» Texto de lectura:
----

Esa odiosa palabra
En un reciente artículo (La Vanguardia, 27 de septiembre), Manuel Trallero se hacía una pregunta sumamente sencilla, pero que nadie ha respondido todavía. Si, en efecto, como todo el mundo reconoce, era público y notorio que el juez Lluís Pascual (propuesto por los nacionalistas para el Tribunal Supremo) y el abogado Joan Piqué estaban cobrando millones mediante un chantaje generalizado contra los patricios de Barcelona, ¿cómo es posible que no apareciera esta información en ningún medio periodístico? ¿No había entonces en Cataluña ni un solo profesional, ni una sola empresa independiente? El último párrafo del artículo es devastador: "Y después dicen que la libertad de expresión no está amenazada en Cataluña. Menos mal". En cualquier caso, algo es seguro: en la Cataluña del poder, la verdad, esa palabra odiosa, no tiene una gran relevancia.
Trallero es una excepción dentro del oasis periodístico catalán, como lo es Gregorio Morán, quien esa misma semana escribía en el mismo diario un soberbio artículo sobre el bailarín Farruquito y su encantador hermano, así como sobre la nauseabunda ayuda que reciben por parte de abogados, jueces, periodistas e instituciones para enterrar un homicidio de una vileza espeluznante, con la excusa de que Farruquito "es un artista". La verdad (¡qué palabra tan odiosa!) es que el automóvil que mató a un ciudadano lo conducía el "artista", y sin carnet, por mucho que ahora un abogado sevillano quiera demostrar que lo conducía el hermanito menor de edad.
La cada vez más acentuada pérdida de credibilidad de la prensa escrita (a la filmada no es necesario desacreditarla) se debe a la desaparición de las empresas y los profesionales independientes que todavía hace unos años creían en tal cosa como "la verdad". En Francia, un diario tan conservador como Le Figaro tiene problemas para no morir aplastado por su dueño, el mercader de armas Marcel Dassault. No es distinto el caso español. Hace poco Enrique Sopena, experto en supervivencia en la jungla, aseguraba que un periodista independiente es una quimera. Sin duda hemos regresado a una época en la que la verdad (esa odiosa palabra) se decide cada día en los despachos de los grandes consorcios. Una época similar a los terribles años treinta, cuando la verdad tenía tan sólo dos caras: Hitler y Stalin. Hoy tiene una, la del potentado adherido a una o varias mafias. Poco a poco, tras unos decenios de ilusión liberal, el mundo de la política profesional regresa al totalitarismo, es decir, a la mentira. Curiosamente, el prestigio de la mentira ha crecido amparado en buena medida por unos intelectuales que se creían de izquierdas.

----

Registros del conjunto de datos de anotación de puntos

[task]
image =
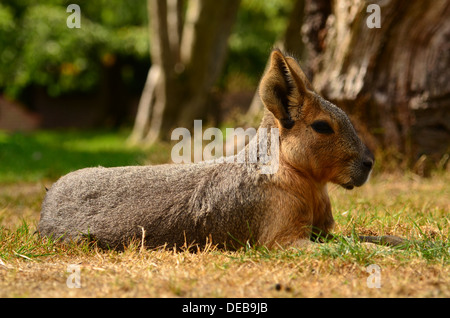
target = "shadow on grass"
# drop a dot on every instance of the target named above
(49, 155)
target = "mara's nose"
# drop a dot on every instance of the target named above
(368, 163)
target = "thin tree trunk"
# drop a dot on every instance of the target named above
(291, 43)
(145, 106)
(190, 60)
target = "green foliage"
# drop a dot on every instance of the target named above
(39, 49)
(259, 24)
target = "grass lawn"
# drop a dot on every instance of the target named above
(390, 204)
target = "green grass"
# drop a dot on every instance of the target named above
(50, 154)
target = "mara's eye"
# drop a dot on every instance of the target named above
(322, 127)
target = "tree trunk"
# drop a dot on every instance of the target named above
(394, 78)
(190, 59)
(291, 43)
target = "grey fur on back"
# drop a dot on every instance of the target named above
(173, 204)
(224, 203)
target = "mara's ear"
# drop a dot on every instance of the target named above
(284, 85)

----

Resume el texto de lectura en dos oraciones.

El texto parte de un artículo de Manuel Trallero, que pregunta por qué ningún medio publicó lo que era público y notorio: el juez Lluís Pascual y el abogado Joan Piqué cobraban millones mediante un chantaje generalizado contra los patricios de Barcelona. El texto cita también un artículo de Gregorio Morán sobre la ayuda que recibe Farruquito para enterrar un homicidio, y atribuye la creciente pérdida de credibilidad de la prensa escrita a la desaparición de las empresas y los profesionales independientes, en una época en que la verdad se decide en los despachos de los grandes consorcios y la política profesional regresa al totalitarismo, es decir, a la mentira.